EXERCISE 1
Repeat the passage of the abstract on periodic disease below, beginning at the words "Periodic disease /PD, FMF, familial" and stopping after the words "evaluating host-microbiota dialogue.".
EXERCISE 2
Answer the following questions using the abstract on periodic disease below.
(a) Which years did the PubMed search cover?
(b) What diet may be used in managing patients with periodic disease?
(c) What mode of inheritance does the abstract attribute to periodic disease?
EXERCISE 3
State whether each statement agrees with the abstract on periodic disease below, and quote the words that decide it.
(a) The exact role of intestinal bacteria in periodic disease is fully understood.
(b) Probiotics are suggested to restore unfavorable changes in gut microbiota.
(c) The keywords used for the PubMed search included "Salmonella."

EXTRACTED TEXT
Keeping specific diets is one of the main points in managing many diseases. It is also known that the intake of certain food might provide predictable shifts in gut bacterial communities in diseases. On the other hand, probiotics are suggested to restore the unfavourable changes in gut microbiota. Moreover, food enriched with specific probiotics might be the basis of certain diets, but the selection of probiotics and its targeted delivery through food requires serious scientific-technological approaches to stimulate/keep the growth of probiotic through synbiotic nutrition.
Periodic disease /PD, FMF, familial Mediterranean fever/, the autosomal recessive and systemic autoinflammatory disorder, is characterized by recurrent bouts of fever, serositis, synovitis, and/or cutaneous inflammation. A low-salt/low-fat diet may be used in the management of PD patients. The exact role of intestinal bacteria is not yet fully understood, but the potential for host-microbiota dialogue is widely discussed in the pathogenesis of PD.
This study aimed to clarify whether the investigations on DNA methylation of gut commensal E. coli from FMF patients had actuality for evaluating host-microbiota dialogue.
The following keywords- E. coli, gut, FMF and DNA methylation were used to collect data from PubMed (1990-2021).
The analysis of the literature data substantiated the usefulness of the investigations on DNA methylation of gut commensal E. coli in FMF disease for the evaluation of hostmicrobiota dialogue.

[Collected data]

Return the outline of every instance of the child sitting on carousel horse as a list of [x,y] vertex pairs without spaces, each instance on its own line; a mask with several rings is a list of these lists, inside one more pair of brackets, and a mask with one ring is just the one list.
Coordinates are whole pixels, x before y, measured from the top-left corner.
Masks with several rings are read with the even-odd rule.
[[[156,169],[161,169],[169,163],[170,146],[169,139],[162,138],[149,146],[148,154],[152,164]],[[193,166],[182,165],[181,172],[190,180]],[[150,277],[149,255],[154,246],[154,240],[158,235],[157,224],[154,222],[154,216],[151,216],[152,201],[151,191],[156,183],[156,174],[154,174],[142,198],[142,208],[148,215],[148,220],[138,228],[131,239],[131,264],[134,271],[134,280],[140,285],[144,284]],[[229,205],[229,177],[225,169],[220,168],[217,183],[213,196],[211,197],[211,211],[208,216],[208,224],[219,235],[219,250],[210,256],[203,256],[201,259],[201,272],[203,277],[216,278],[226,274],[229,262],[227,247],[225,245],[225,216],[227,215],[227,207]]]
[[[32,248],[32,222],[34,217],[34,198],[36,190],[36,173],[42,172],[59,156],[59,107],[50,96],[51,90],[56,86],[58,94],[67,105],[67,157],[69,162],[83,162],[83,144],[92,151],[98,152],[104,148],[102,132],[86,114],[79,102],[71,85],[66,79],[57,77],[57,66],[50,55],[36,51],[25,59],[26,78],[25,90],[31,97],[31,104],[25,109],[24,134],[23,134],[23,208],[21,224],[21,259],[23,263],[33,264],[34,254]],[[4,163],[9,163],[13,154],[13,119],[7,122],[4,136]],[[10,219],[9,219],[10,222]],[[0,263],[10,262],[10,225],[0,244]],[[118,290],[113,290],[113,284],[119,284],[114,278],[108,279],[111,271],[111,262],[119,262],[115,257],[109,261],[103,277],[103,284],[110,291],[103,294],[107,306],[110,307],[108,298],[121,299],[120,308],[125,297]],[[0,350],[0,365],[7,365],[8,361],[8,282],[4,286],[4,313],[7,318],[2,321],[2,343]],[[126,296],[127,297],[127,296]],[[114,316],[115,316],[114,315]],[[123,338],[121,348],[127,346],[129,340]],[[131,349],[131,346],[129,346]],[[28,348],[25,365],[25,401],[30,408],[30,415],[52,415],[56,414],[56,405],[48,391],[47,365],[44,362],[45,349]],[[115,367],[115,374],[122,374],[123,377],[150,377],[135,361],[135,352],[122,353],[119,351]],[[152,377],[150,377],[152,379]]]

WORKED SOLUTION 1
Periodic disease /PD, FMF, familial Mediterranean fever/, the autosomal recessive and systemic autoinflammatory disorder, is characterized by recurrent bouts of fever, serositis, synovitis, and/or cutaneous inflammation. A low-salt/low-fat diet may be used in the management of PD patients. The exact role of intestinal bacteria is not yet fully understood, but the potential for host-microbiota dialogue is widely discussed in the pathogenesis of PD.
This study aimed to clarify whether the investigations on DNA methylation of gut commensal E. coli from FMF patients had actuality for evaluating host-microbiota dialogue.

WORKED SOLUTION 2
(a) 1990 to 2021.
(b) A low-salt/low-fat diet.
(c) Autosomal recessive.

WORKED SOLUTION 3
(a) No: "The exact role of intestinal bacteria is not yet fully understood"
(b) Yes: "probiotics are suggested to restore the unfavourable changes in gut microbiota"
(c) No: "The following keywords- E. coli, gut, FMF and DNA methylation were used to collect data from PubMed"